---------- Input for this task ----------
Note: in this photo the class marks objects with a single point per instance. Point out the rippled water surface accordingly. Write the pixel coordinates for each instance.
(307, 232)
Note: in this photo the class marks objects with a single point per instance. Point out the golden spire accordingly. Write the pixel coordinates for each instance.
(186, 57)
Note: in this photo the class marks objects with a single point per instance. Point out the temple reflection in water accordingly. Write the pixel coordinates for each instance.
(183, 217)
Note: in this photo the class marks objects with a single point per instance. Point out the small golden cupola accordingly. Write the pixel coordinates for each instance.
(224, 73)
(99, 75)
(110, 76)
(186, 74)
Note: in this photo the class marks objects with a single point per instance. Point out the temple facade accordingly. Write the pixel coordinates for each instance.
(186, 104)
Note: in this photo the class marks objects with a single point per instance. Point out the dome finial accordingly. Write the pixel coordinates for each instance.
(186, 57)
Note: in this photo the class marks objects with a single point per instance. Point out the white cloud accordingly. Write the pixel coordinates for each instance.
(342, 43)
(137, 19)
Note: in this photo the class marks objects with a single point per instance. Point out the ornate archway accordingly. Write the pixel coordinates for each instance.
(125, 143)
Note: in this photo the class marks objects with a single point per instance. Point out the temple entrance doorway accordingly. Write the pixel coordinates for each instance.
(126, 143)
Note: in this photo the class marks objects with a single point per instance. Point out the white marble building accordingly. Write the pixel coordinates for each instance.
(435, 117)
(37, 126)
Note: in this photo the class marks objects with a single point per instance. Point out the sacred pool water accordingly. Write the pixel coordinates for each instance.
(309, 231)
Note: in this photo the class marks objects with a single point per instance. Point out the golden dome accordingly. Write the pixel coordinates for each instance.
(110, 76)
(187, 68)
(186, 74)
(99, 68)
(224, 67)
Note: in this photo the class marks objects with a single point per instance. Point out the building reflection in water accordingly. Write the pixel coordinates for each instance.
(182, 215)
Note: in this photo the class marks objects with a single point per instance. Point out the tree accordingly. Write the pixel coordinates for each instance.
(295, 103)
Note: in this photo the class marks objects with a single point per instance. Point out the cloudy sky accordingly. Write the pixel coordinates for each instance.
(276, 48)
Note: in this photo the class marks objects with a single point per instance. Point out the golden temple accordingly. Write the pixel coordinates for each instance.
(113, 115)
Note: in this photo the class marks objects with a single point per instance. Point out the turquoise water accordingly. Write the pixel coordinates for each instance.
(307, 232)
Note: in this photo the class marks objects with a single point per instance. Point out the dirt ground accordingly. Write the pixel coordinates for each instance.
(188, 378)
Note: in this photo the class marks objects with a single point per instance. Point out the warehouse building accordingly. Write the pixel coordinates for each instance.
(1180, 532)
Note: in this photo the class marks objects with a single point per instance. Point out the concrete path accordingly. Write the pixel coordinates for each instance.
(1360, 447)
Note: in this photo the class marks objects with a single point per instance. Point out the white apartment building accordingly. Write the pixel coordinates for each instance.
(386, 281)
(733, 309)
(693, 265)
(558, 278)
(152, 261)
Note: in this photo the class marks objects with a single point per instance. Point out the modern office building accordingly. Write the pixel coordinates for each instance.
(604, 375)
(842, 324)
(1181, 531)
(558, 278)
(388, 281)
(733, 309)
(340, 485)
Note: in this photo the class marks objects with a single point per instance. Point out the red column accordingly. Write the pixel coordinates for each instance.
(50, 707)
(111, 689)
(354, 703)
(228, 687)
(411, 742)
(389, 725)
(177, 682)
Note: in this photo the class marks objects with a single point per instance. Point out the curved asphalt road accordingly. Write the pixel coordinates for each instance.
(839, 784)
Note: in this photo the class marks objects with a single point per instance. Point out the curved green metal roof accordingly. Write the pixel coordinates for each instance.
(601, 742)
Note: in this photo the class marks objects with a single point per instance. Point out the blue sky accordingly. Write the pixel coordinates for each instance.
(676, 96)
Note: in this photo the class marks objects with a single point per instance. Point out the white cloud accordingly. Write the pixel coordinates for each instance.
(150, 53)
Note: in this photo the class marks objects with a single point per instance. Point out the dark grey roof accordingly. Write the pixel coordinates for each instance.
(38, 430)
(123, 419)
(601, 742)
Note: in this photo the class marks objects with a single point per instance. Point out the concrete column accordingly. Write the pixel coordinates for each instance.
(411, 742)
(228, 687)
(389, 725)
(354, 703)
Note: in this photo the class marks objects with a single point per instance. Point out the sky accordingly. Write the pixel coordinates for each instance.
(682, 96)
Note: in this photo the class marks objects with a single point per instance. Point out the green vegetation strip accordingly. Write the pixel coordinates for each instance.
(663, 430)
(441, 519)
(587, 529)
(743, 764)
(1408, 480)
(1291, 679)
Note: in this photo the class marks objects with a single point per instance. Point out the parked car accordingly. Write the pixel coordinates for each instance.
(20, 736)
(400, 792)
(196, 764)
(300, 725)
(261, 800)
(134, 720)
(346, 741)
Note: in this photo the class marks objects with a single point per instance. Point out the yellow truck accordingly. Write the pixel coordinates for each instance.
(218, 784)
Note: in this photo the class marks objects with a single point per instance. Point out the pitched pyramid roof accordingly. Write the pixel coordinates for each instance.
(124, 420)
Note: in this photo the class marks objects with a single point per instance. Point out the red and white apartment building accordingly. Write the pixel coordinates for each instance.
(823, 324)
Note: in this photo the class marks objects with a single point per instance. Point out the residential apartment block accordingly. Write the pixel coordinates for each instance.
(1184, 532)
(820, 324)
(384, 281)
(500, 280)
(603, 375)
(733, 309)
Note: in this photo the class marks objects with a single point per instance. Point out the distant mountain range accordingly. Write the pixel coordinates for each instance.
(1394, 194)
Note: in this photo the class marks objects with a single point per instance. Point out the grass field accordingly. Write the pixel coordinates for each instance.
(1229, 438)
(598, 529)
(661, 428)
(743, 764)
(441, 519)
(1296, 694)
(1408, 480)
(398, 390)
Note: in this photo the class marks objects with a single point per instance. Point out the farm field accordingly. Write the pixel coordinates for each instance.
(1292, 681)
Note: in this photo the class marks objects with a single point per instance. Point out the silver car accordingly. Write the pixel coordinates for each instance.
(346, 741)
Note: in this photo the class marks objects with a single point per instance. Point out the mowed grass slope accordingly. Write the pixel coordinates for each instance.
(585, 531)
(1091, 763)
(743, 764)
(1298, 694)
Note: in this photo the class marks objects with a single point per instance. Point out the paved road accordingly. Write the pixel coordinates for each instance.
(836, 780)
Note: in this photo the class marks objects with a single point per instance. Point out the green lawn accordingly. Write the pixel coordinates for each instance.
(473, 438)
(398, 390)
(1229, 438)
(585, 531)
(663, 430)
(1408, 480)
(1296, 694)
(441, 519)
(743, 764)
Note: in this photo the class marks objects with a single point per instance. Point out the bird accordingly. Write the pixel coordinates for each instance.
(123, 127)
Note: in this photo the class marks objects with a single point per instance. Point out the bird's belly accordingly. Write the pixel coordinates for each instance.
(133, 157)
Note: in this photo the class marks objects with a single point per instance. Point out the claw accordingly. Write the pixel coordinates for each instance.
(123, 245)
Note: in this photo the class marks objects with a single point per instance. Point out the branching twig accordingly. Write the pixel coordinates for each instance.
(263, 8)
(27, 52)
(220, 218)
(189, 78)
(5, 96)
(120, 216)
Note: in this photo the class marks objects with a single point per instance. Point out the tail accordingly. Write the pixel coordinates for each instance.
----------
Work request: The lines from the one holding "the bird accordingly." to the end of the entries are to be repeated exactly, with both ends included and nothing else.

Your response:
Note: in this photo the class marks objects with a single point per instance. Point out the bird accordingly. Write the pixel coordinates for each instance.
(123, 127)
Note: in this photo the class marks objects with a single point per instance. Point out the bird's belly accordingly. Write the pixel coordinates for each instance.
(133, 157)
Note: in this photo the class marks objects with a single point per instance. Point out the claw accordingly. Write the pixel coordinates for each instance.
(123, 245)
Note: in this photo the class marks objects with a single point per instance. Point out the branching twig accordingly. Write the pixel coordinates for each instance.
(263, 8)
(27, 52)
(220, 218)
(189, 78)
(5, 96)
(120, 216)
Note: in this photo the class marks objects with a single point per instance. Point out the tail accordingly. Write the pixel coordinates for each instance.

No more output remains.